------ DOCUMENT SEGMENT

Becoming a Vet | Teen Ink

Becoming a Vet

November 14, 2007
By Anonymous

“You can’t be a vet,” Nancy, my riding coach, said. “You won’t have time to ride, and you won’t like it.”
My initial response was, why? Having my coach, of all people, tell me I couldn’t pursue my passion was the hardest thing. My heart dropped, and the lump in my throat grew bigger.
“Because you won’t have time to ride, and if you want to ride, you can’t be a vet. You’re going to need to make good money if you want to be in the Olympics, and go to the World Cup Finals.”
At that moment I knew where she was going with this.
“You can be a pharmacist,” Nancy said.

At first, it sounded like a good idea. I would make decent money, and have good hours. Right then and there, I switched what I wanted to do; I was going to be a pharmacist. My mom and dad always said, “No matter what you do, we will support you.” But this time, it was different. My dad knew something was wrong; he wasn’t satisfied with the fact I changed my dreams just for one person.
“Are you sure you don’t want to be a vet?” he would ask.
The only reason I had that was backing my decision was because I would be able to pursue my horseback riding dreams. I always wanted to go to the Olympics, and Nancy and I know I have the talent to make it.

That night, I was questioning whether or not I had made the right decision. A few weeks had passed with a loss of sleep, and much stressed out. Every night I would ask myself, “Was this really what I wanted to do?”

------------
------ DATA EXTRACT

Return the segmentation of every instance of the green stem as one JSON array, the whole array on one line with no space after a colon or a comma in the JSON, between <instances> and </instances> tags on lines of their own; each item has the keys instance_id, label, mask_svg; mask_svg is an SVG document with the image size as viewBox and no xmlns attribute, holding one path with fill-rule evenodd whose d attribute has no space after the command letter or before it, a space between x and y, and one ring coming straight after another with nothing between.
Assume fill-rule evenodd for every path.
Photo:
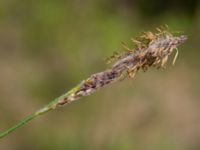
<instances>
[{"instance_id":1,"label":"green stem","mask_svg":"<svg viewBox=\"0 0 200 150\"><path fill-rule=\"evenodd\" d=\"M57 103L62 100L63 98L69 96L70 94L72 94L73 92L75 92L76 90L78 90L80 88L80 86L76 86L75 88L73 88L72 90L70 90L69 92L61 95L60 97L54 99L52 102L50 102L48 105L46 105L45 107L43 107L42 109L34 112L33 114L29 115L28 117L26 117L25 119L21 120L19 123L15 124L14 126L10 127L9 129L3 131L0 133L0 139L5 137L6 135L8 135L9 133L15 131L16 129L18 129L19 127L23 126L24 124L28 123L29 121L33 120L34 118L36 118L39 115L43 115L44 113L53 110L55 108L57 108Z\"/></svg>"}]
</instances>

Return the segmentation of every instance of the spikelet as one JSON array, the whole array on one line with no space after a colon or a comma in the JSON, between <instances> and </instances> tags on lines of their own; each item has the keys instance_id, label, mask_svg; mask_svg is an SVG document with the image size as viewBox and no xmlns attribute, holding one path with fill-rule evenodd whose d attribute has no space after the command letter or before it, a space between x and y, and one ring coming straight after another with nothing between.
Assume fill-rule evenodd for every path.
<instances>
[{"instance_id":1,"label":"spikelet","mask_svg":"<svg viewBox=\"0 0 200 150\"><path fill-rule=\"evenodd\" d=\"M129 48L122 43L126 51L114 52L108 59L110 62L114 61L109 69L93 74L87 80L82 81L79 89L61 99L56 105L70 103L126 77L133 78L140 69L147 71L152 65L164 69L174 49L177 51L173 60L175 64L178 56L177 46L184 43L186 39L185 35L173 36L166 27L157 28L156 32L143 32L141 36L131 39L135 48Z\"/></svg>"}]
</instances>

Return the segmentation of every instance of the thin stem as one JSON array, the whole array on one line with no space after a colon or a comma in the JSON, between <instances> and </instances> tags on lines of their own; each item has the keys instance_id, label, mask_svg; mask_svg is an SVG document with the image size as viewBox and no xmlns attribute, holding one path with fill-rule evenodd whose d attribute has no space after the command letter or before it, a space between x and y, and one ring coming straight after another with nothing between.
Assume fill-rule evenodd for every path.
<instances>
[{"instance_id":1,"label":"thin stem","mask_svg":"<svg viewBox=\"0 0 200 150\"><path fill-rule=\"evenodd\" d=\"M42 109L39 109L38 111L34 112L33 114L29 115L28 117L26 117L25 119L21 120L20 122L18 122L14 126L12 126L9 129L1 132L0 133L0 139L3 138L3 137L5 137L9 133L15 131L16 129L18 129L19 127L23 126L24 124L28 123L29 121L33 120L37 116L43 115L44 113L57 108L57 106L58 106L57 104L59 103L60 100L62 100L63 98L67 97L68 95L70 95L71 93L73 93L74 91L76 91L78 89L79 89L79 85L76 86L75 88L73 88L72 90L70 90L69 92L67 92L67 93L61 95L60 97L54 99L48 105L46 105Z\"/></svg>"}]
</instances>

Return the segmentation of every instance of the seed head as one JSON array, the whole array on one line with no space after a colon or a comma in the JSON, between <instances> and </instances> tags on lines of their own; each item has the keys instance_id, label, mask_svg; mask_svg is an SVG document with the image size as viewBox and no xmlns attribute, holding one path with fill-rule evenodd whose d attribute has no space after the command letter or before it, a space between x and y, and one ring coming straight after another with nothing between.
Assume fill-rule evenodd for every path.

------------

USING THE INFORMATION:
a. Sum up the essay about becoming a vet in two sentences.
b. Please take the essay about becoming a vet further, picking up after its final sentence.

RESULTS IN ORDER:
a. The narrator's riding coach, Nancy, says the narrator can't be a vet because there won't be time to ride and good money will be needed for the Olympics and the World Cup Finals, and she suggests becoming a pharmacist instead, so the narrator switches plans on the spot. The narrator's dad isn't satisfied with changing dreams for one person and keeps asking about being a vet, and over the following weeks the narrator loses sleep wondering whether this was really the right decision.

b.
Then, the day came when my misery ended. One of my favorite equine veterinarians came to examine one of my horses. She, along with others, had always said that I should pursue my passion.
The moment came when she said, “Do you really want to be stuck inside all day, counting pills, and wearing a white lab coat?” I knew she was dramatizing a bit, but she made an excellent point. Right then, I knew that I couldn’t change my dreams to satisfy the ones of others. I mean, what if something happened where I couldn’t ride ever again. I made myself the saying; I can’t have a hobby without a job. The triumph was big for me; it was a moment where I found myself. I realized that I can’t live to satisfy others if I am not making myself happy. I plan to go onward with no fences; nobody can take me from pursuing my dreams. I made strong connections with the vets who know that I can do it. Though sadly I have disappointed my coach, I have learned that I need to make myself happy, and being an equine veterinarian will take me there.